Understanding Subgraph in NebulaGraph 2.0

Introduction

In An Introduction to NebulaGraph 2.0 Query Engine, I introduced how the query engine differs between V2.0 and V1.0 of NebulaGraph.

NebulaGraph Architecture Change

As shown in the preceding figure, you can see that when a query statement is sent from the client, how the query engine parses the statement, generates an AST, validates the AST, and then generates an execution plan. In this article, I will introduce more about the query engine through the new subgraph feature in NebulaGraph 2.0 and focus on the execution plan generation process, to help you understand the source code better.

Definition of Subgraph

A subgraph of a graph is composed of a subset of the graph's vertices and a subset of its edges. When a starting vertex is given, a traversal starts from it and expands following the specified edge type until all the vertices at the specified number of hops are reached. All the reachable vertices and edges form a subgraph.

Syntax of Subgraph

GET SUBGRAPH [<step_count> STEPS] FROM {<vid>, <vid>...} [IN <edge_type>, <edge_type>...]
[OUT <edge_type>, <edge_type>...] [BOTH <edge_type>, <edge_type>...]

step_count: Specifies the number of hops from the starting vertex to obtain a subgraph consisting of vertices and edges that are reached at 0 to step_count hops. It must be a non-negative integer. The default value is 1.
vid: Specifies the ID of the starting vertex.
edge_type: Specifies the edge type. IN, OUT, and BOTH can be added to specify the direction of the edges from the starting vertex. By default, BOTH is used.

Implementation of Subgraph

When the query engine receives a GET SUBGRAPH statement, the Parser, composed of Flex and Bison, will extract the necessary content from the query statement according to the specified rule, that is, the get_subgraph_sentence rule defined in parser.yy, and then generate an AST, as shown in the following figure.

NebulaGraph Subgraph Implementation

And then in the Validate stage, the generated AST is validated, aiming to make sure that all the inputs from users conform to the syntax rule. For more information, see An Introduction to NebulaGraph 2.0 Query Engine. When the validation is successful, the content of the AST will be extracted and an execution plan will be generated.

How is the execution plan generated? Database solutions may differ in the form of the execution plan, but their implementations are the same, that is, depending on which operators are used and how the query layer interacts with the storage layer, because data needs to be taken from the storage layer for each query statement. In NebulaGraph, the query engine interacts with the storage layer through RPC (fbthrift), of which the interfaces are defined in the interface directory of the common repository. getNeighbors and getProps are the key interfaces.

# GIVEN MATERIAL:
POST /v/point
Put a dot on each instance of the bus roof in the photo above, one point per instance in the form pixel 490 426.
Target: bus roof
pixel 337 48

# GOAL 1:
Answer these questions about the NebulaGraph subgraph article:
(a) What is the default value of step_count?
(b) Through what does the query engine interact with the storage layer?
(c) Which rule defined in parser.yy does the Parser follow?
# GOAL 2:
Write out the passage of the NebulaGraph subgraph article starting with "edge_type: Specifies the" and going on through "the following figure.", switching "Bison" to "Yacc".
# GOAL 3:
Carry on writing the NebulaGraph subgraph article from the point where it stops.
The material has no role here.

# RIGHT ANSWER 1:
(a) 1
(b) RPC (fbthrift)
(c) The get_subgraph_sentence rule

# RIGHT ANSWER 2:
edge_type: Specifies the edge type. IN, OUT, and BOTH can be added to specify the direction of the edges from the starting vertex. By default, BOTH is used.

Implementation of Subgraph

When the query engine receives a GET SUBGRAPH statement, the Parser, composed of Flex and Yacc, will extract the necessary content from the query statement according to the specified rule, that is, the get_subgraph_sentence rule defined in parser.yy, and then generate an AST, as shown in the following figure.

# RIGHT ANSWER 3:
In fbthrift, getNeighbors is defined as follows:

struct GetNeighborsRequest {    
    1: common.GraphSpaceID                      space_id,
    2: list<binary>                             column_names,
    3: map<common.PartitionID, list<common.Row>>
        (cpp.template = "std::unordered_map")   parts,
    4: TraverseSpec                             traverse_spec
}

To understand the variables in the preceding structure, see the comments in the source code: https://github.com/vesoft-inc/nebula-common/blob/master/src/common/interface/storage.thrift.

It mainly aims to enable this process:

The query engine passes the starting vertex and the specified edge types according to the defined structure.
In the storage layer, the starting vertex is located.
The properties of the vertex and its outgoing edges are assembled into a table and the table is returned to the query engine. The table format is defined in GetNeighborsResponse. For more information, see https://github.com/vesoft-inc/nebula-common/blob/master/src/common/interface/storage.thrift.
The query engine extracts the necessary content from the table.

For example, for the NBA dataset, when Tim Duncan and Manu Ginobili are given as the starting vertices and like of both directions are given as the edge type, we can get the information of $^.player.name, like._dst, $$.player.name, and like.likeness as follows:

NebulaGraph Subgraph

Because the traversal is done in both directions, + like in the fourth column of the preceding table represents outgoing edges, and - like in the fifth column represents incoming edges.

In NebulaGraph, edges are stored with their source vertices in the storage layer, so all the properties of a vertex and its outgoing edges can be obtained through the GetNeighbor interface. However, if you want to obtain the property information of the destination vertices of these edges, the getProps interface is needed. A FETCH statement also needs this interface to obtain the property information of a vertex or an edge. For more information about GetPropRequest, see https://github.com/vesoft-inc/nebula-common/blob/master/src/common/interface/storage.thrift.

Execution Plan

With the preceding interfaces, an execution plan can be generated. The operators, start, getNeighbor, subgraph, loop, and dataCollect, are necessary.

start: A leaf node of an execution plan. It does nothing but informs the scheduler that no more operator can be relied upon. In other words, this is the termination condition in the recursive algorithm.
loop: Equivalent to the WHILE loop in C language. It is composed of three parts: depend, condition, and loopBody. depend is used in multi-statements and the PIPE and no more details about it is involved in this article. condition is equivalent to the termination condition. loopBody is equivalent to the loop body in a WHILE loop.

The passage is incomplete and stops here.